Source records
** START **

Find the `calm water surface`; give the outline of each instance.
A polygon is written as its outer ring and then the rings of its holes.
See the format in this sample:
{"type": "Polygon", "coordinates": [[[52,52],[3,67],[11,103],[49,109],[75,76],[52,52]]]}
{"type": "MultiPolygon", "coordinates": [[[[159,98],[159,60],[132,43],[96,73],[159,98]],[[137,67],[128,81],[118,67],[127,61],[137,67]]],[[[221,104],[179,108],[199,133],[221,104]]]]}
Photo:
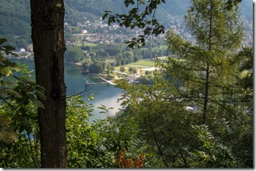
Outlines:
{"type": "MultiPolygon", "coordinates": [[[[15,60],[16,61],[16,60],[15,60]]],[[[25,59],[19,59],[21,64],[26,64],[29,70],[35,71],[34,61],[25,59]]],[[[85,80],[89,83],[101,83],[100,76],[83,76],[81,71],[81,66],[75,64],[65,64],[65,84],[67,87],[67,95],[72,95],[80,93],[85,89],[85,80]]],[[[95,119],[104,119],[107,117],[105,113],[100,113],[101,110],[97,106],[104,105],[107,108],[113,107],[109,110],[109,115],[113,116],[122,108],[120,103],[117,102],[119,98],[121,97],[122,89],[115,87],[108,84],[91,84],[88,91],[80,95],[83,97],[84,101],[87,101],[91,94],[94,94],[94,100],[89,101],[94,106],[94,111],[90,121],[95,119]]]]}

** END **
** START **

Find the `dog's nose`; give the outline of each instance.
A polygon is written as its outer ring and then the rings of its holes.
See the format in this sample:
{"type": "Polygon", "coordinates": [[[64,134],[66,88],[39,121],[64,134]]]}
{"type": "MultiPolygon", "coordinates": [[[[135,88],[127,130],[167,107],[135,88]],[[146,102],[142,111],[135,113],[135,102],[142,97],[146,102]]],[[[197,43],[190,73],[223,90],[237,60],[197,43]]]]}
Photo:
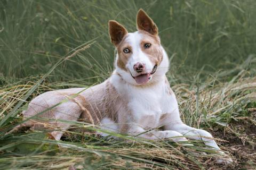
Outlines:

** END **

Filter the material above, keeping only the lines that contain the string "Find". Matching is case-sensitive.

**Solution to this exercise:**
Find the `calm water surface`; give the outline of each instance.
Find the `dog's nose`; give the outline of each instance.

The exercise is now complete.